* Passage shown
********

# Departments forced to circumvent civil service?



## RedWaterMan (Dec 19, 2005)

I have heard that some departments may be forced to create their own testing at the beginning of 06 because they either aren't getting enough interest from civil service or the applicants are poor options. Is this true? Has anyone heard which departments are doing this?

<Moved to Municipal Police Forum - Not a Job Listings Post.> Kozmo


----------



## Macop (May 2, 2002)

You may want to post this under the Civil Circus section or under the Municipal Police section.

P.S you can't circumvent CS


----------



## Mitpo62 (Jan 13, 2004)

A city or town circumvent, on their own, Civil Service? N E V A H ! ! ! :sb:


----------



## 94c (Oct 21, 2005)

RedWaterMan said:


> I have heard that some departments may be forced to create their own testing at the beginning of 06 because they either aren't getting enough interest from civil service or the *applicants are poor options*. Is this true? Has anyone heard which departments are doing this? (QUOTE)
> 
> The applicants are poor options? Do you think hiring someone's nephew is going to be any better? Civil Service may not be perfect but it levels the playing field in a manner that can't be compared to all the other available options.
> 
> ...


----------



## Macop (May 2, 2002)

Scores dont mean shit on that test. And it doest level the playing field at all.


----------



## irish937 (Sep 13, 2005)

I think what 94c was getting at was at least they are accountable to some extent. Is the system perfect? No, of course not, but none are. What would be better? In a non-civil service city or town they can hire whomever they choose, best candidate or not.....AND what system is usually in place to stop any b.s.?


----------



## MVS (Jul 2, 2003)

********

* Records

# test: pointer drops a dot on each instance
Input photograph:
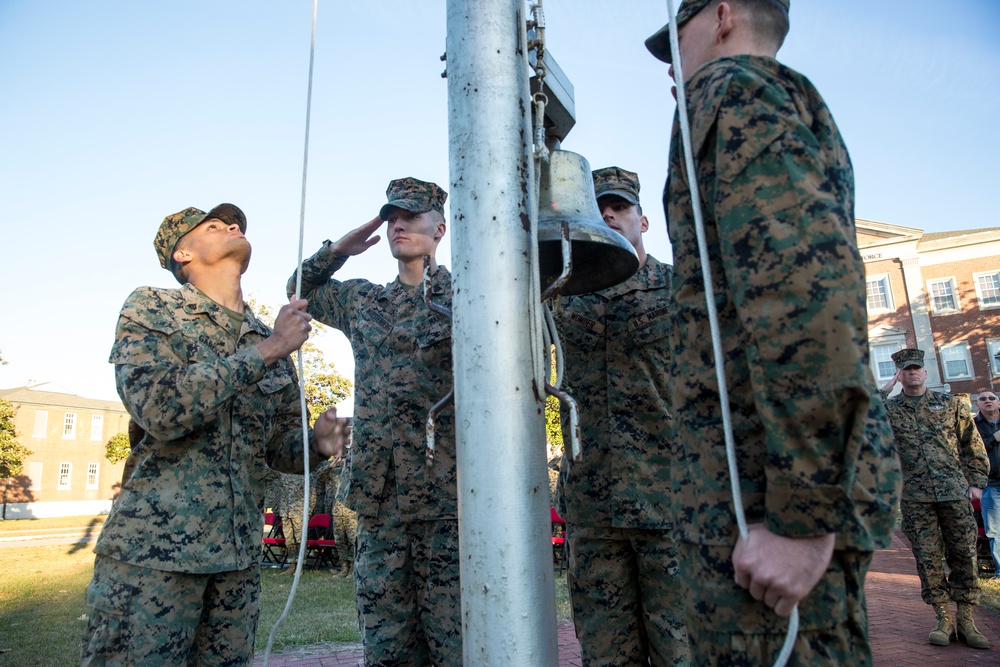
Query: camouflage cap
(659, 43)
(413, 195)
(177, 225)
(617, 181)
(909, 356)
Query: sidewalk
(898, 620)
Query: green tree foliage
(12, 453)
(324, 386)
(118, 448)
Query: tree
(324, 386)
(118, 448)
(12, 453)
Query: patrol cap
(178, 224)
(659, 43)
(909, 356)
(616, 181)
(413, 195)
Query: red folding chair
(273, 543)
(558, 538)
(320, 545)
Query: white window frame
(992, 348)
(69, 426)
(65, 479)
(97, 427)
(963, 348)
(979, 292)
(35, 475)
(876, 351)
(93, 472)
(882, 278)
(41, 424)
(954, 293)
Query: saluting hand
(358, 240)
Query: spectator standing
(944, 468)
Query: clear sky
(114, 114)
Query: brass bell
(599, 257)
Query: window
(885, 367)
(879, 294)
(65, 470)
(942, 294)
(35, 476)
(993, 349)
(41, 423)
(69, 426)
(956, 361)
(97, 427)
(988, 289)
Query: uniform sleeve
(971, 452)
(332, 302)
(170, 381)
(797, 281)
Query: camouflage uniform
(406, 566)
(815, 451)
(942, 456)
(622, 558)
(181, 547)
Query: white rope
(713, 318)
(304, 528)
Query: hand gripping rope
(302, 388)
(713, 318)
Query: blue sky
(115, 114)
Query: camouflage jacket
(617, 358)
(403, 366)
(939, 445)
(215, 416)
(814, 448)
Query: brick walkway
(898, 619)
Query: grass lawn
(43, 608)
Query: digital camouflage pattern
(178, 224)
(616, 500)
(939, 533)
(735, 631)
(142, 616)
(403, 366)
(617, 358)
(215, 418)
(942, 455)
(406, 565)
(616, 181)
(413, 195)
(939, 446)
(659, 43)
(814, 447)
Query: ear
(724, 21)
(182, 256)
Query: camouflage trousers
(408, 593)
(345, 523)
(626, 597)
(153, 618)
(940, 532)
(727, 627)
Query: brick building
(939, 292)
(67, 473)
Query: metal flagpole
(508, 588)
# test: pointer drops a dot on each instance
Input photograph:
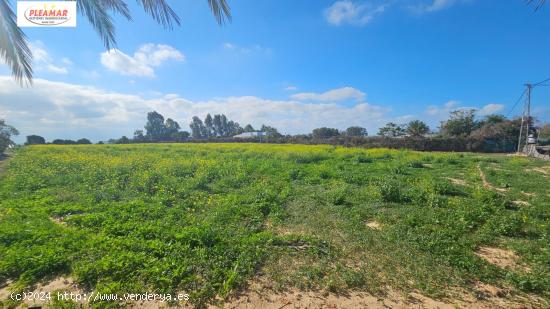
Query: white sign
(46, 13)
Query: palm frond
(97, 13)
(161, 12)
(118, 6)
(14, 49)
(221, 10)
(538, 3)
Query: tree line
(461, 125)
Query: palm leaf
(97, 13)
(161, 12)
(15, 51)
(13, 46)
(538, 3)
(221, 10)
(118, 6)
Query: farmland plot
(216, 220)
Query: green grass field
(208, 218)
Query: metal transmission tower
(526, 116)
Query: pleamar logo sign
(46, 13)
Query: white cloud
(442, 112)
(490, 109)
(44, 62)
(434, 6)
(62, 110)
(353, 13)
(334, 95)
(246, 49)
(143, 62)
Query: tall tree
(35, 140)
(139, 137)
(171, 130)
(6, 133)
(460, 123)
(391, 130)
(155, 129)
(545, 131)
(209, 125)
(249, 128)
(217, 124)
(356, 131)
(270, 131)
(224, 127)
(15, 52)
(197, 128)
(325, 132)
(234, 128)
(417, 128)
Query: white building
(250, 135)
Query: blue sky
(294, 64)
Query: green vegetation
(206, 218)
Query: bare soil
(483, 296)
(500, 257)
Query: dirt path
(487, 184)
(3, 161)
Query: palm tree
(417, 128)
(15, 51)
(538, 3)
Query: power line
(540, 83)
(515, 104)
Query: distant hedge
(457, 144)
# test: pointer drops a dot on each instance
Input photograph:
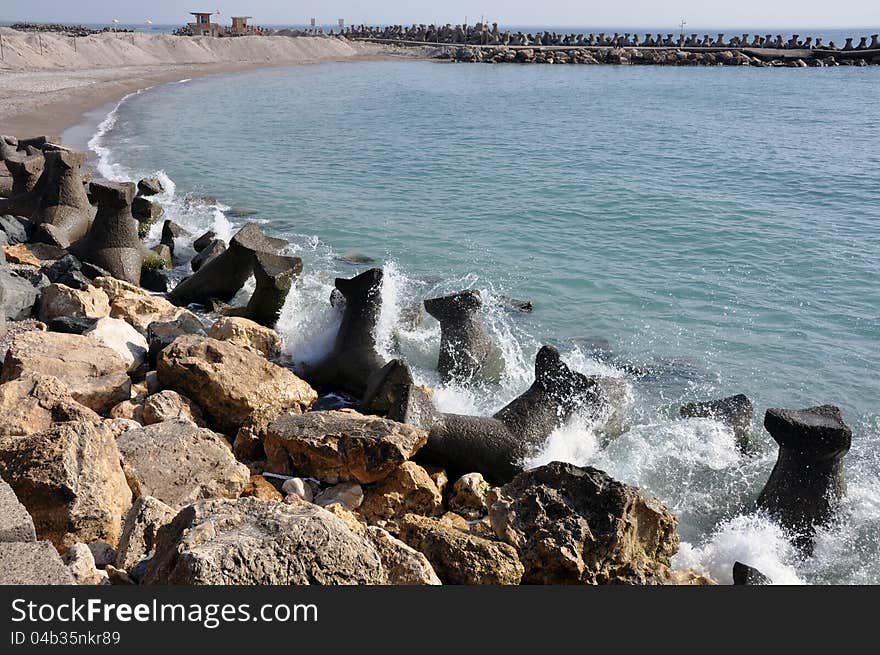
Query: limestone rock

********

* Work instructions
1. In the forum thread about civil service hiring, translate this sentence into Spanish: "Civil Service may not be perfect but it levels the playing field in a manner that can't be compared to all the other available options."
2. Carry on the forum thread about civil service hiring from the point where it stops.

* Results by task
1. Puede que el Servicio Civil no sea perfecto, pero nivela el terreno de juego de una manera que no se puede comparar con todas las demás opciones disponibles.

2.
Well, let's look at the obvious... Northampton, Westborough and Hopedale have all dumped CS in the past year or two. I'm not sure what other towns have. And there are many mid-size towns that are NOT CS. And more and more towns are dumping CS for the Chief's position. I think its safe to say many towns see the faults of the system.

>moved to civil service forum<


----------



## irish937 (Sep 13, 2005)

Taking a chief out of civil service is very different than entry level. Municipalities who take that position out use the premise that they want to hire the best candidate. In MOST situations, I believe that the City or Town Fathers want more political control over the position. You are right, the days of civil service strong chiefs are coming to an end. This is good and bad. There is less red tape to cut if you have a slug you want to fire, but bad if you have a boss with a spine and the powers that be don't like to be put in their place. Many civilians like to give their input on police operations when they have absolutely no idea about it. A police chief needs the latitude to run his/her department without constant fear of termination. Northampton has a very specific process for hiring now. They have a test, PT, background, etc. It is very similar to civil service, but without the statutory restrictions. The process is lengthy and expensive. Most departments (small and large) would find this too cost prohibitive. Remember, Northampton is a fairly affluent community with many resources.


----------



## MVS (Jul 2, 2003)

> Taking a chief out of civil service is very different than entry level. Municipalities who take that position out use the premise that they want to hire the best candidate.


The perfect reason to remove the entry level ranks from CS too. Yes, I agree that Northampton uses a process similar to CS, but it still gives them right to hire whom they want (ideally the best cand.). Some towns removed from CS don't even administer a test, they normally measure the qualifications and quality of the candidate through interviews and background checks. A written test is a joke -- however granted, you wouldn't want to be hiring someone who would only score a 40 on the test either. But when you balance a candidate with a 98 and another with a 95, the non CS has more flexibilty in that area. If a CS town did that then "BAM", an appeal to the CS commission.


----------



## 94c (Oct 21, 2005)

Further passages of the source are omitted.